Please give back only the lines below from the one containing "[locate] reddish-leaved tree" to the one containing "Target: leafy tree", each repeated word for word, both ends included.

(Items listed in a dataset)
━━━

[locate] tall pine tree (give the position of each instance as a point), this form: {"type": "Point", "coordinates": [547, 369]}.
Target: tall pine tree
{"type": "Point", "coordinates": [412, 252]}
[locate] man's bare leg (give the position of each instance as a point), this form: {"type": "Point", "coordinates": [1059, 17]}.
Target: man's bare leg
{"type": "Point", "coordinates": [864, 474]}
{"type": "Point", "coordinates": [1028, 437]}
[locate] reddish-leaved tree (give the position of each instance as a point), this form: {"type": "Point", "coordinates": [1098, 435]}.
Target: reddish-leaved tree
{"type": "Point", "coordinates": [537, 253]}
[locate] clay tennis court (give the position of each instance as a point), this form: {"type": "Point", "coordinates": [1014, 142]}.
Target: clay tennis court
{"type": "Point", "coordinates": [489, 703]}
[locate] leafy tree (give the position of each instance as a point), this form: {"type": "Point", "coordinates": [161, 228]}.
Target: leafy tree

━━━

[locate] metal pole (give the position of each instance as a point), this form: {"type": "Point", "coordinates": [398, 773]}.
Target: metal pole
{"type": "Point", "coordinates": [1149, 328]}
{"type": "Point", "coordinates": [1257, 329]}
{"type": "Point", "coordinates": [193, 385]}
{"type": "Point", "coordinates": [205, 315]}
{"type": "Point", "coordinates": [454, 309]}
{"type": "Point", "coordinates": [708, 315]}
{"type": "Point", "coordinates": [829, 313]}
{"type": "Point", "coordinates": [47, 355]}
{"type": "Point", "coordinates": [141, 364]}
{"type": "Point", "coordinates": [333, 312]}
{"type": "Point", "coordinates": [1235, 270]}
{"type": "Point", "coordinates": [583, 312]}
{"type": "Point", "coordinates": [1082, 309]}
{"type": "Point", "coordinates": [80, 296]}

━━━

» **COMPLETED TASK**
[locate] reddish-leaved tree (give the position of each instance as a point), this form: {"type": "Point", "coordinates": [1098, 435]}.
Target: reddish-leaved tree
{"type": "Point", "coordinates": [537, 253]}
[locate] clay tennis court (give the position of each instance as a point), this form: {"type": "Point", "coordinates": [1014, 142]}.
Target: clay tennis court
{"type": "Point", "coordinates": [489, 703]}
[locate] leafy tree (give the position of each instance as a point), this form: {"type": "Point", "coordinates": [161, 228]}.
Target: leafy tree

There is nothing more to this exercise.